- _Exercise directions_:
In the entries below, pull out every line that contains the word "distant" and copy each one.

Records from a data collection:
-- BEGIN --

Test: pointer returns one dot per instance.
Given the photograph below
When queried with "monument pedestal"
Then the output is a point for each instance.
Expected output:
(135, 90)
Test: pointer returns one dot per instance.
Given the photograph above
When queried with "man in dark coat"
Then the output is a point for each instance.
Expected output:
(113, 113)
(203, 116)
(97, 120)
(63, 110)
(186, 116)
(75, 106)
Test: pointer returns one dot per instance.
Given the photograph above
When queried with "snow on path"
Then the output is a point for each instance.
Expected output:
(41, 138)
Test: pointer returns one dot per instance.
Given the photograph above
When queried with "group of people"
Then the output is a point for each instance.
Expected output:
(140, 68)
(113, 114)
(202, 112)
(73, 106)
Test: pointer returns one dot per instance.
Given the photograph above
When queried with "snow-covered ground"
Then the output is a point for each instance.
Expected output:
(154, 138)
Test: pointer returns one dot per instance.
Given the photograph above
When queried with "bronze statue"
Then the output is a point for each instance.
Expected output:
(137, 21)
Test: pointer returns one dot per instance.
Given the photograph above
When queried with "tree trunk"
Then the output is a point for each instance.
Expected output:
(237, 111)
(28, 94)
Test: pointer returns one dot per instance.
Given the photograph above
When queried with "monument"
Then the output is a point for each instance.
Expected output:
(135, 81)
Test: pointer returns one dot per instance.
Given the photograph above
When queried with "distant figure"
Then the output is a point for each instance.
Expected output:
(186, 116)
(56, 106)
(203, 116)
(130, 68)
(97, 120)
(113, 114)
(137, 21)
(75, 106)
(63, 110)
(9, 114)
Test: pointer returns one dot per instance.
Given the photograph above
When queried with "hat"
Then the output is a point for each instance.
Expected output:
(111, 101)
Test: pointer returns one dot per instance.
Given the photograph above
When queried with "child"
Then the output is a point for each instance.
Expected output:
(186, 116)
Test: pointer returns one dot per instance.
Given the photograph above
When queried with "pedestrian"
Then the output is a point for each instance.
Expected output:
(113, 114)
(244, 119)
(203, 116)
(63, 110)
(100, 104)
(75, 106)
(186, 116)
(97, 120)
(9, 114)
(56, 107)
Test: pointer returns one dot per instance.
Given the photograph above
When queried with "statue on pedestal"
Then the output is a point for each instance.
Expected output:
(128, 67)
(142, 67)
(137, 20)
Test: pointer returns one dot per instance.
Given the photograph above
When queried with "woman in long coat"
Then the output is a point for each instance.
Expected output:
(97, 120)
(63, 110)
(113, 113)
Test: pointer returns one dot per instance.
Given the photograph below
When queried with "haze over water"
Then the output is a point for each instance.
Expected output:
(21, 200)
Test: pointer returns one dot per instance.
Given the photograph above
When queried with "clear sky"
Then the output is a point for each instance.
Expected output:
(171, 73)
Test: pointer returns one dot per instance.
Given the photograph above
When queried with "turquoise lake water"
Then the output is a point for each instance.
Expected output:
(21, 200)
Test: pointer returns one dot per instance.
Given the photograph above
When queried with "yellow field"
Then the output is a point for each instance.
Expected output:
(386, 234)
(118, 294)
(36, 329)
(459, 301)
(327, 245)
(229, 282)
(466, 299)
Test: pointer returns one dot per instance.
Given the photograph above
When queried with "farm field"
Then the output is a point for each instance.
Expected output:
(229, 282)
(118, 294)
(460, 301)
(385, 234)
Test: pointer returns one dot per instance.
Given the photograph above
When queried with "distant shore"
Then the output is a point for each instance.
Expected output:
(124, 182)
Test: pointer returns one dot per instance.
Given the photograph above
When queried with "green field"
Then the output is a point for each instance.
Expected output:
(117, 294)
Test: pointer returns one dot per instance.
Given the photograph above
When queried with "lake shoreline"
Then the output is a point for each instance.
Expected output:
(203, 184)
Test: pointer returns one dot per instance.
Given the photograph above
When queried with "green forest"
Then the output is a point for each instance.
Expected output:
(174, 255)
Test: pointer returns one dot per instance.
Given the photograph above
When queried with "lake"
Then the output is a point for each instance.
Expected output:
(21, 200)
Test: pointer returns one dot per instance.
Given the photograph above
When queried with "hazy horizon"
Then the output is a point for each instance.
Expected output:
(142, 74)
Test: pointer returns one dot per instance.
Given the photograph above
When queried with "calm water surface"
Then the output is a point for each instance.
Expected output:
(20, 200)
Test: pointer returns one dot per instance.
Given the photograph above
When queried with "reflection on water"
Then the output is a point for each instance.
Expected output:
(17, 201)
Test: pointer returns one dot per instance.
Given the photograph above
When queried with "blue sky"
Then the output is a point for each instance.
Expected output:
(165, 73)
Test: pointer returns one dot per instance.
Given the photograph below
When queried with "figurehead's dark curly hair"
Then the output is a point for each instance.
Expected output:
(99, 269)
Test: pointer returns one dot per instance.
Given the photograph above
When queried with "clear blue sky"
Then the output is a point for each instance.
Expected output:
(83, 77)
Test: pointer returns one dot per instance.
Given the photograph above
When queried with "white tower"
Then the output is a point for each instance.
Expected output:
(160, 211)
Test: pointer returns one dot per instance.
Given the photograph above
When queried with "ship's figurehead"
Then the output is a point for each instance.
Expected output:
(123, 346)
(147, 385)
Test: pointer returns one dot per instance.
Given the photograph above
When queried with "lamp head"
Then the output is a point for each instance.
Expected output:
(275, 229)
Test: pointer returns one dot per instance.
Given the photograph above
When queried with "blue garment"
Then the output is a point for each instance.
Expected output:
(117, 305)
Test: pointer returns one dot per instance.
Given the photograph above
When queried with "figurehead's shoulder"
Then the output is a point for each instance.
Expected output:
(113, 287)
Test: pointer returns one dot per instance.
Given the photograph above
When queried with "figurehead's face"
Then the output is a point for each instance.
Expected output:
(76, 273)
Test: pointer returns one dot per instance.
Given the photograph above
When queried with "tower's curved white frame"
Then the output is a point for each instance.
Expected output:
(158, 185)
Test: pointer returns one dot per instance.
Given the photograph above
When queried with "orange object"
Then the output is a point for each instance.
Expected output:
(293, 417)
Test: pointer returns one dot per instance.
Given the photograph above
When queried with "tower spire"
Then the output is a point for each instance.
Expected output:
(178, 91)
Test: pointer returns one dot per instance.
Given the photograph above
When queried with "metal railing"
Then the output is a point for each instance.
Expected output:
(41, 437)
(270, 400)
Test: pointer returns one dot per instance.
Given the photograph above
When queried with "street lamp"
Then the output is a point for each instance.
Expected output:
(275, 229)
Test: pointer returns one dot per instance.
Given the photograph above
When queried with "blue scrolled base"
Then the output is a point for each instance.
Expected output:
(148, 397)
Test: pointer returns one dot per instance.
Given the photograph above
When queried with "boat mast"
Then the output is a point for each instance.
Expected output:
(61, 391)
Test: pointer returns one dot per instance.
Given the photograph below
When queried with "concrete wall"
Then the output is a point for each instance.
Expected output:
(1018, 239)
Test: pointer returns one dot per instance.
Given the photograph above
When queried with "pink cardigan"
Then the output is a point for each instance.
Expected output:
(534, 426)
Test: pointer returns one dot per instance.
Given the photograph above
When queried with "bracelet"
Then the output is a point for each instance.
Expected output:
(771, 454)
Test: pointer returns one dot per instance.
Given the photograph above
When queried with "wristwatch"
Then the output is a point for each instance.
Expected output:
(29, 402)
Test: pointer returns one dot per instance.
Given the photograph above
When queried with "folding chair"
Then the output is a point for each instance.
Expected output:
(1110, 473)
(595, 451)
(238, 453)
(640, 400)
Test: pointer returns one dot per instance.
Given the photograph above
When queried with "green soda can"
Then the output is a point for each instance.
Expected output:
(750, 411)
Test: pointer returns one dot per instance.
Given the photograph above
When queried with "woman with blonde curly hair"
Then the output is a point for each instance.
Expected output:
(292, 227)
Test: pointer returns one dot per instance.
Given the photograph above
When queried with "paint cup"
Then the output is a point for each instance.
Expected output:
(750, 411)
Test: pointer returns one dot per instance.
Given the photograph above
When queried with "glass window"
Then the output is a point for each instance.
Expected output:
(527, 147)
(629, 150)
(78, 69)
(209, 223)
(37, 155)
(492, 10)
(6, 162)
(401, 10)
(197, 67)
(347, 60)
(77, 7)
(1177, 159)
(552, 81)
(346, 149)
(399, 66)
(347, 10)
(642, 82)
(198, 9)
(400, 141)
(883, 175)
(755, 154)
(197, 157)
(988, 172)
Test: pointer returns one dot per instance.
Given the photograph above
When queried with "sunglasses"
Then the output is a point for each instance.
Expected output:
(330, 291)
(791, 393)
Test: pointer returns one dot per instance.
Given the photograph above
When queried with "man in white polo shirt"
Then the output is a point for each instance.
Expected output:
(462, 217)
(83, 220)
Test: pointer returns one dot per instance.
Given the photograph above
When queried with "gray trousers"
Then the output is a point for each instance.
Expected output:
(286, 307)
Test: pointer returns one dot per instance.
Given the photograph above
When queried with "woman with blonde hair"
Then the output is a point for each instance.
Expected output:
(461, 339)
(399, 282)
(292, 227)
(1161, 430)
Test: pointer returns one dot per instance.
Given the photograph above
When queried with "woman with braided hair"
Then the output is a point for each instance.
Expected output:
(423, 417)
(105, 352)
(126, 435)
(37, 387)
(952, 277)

-- END --

- _Output of the task_:
When queried with "distant figure"
When queried with "distant shore"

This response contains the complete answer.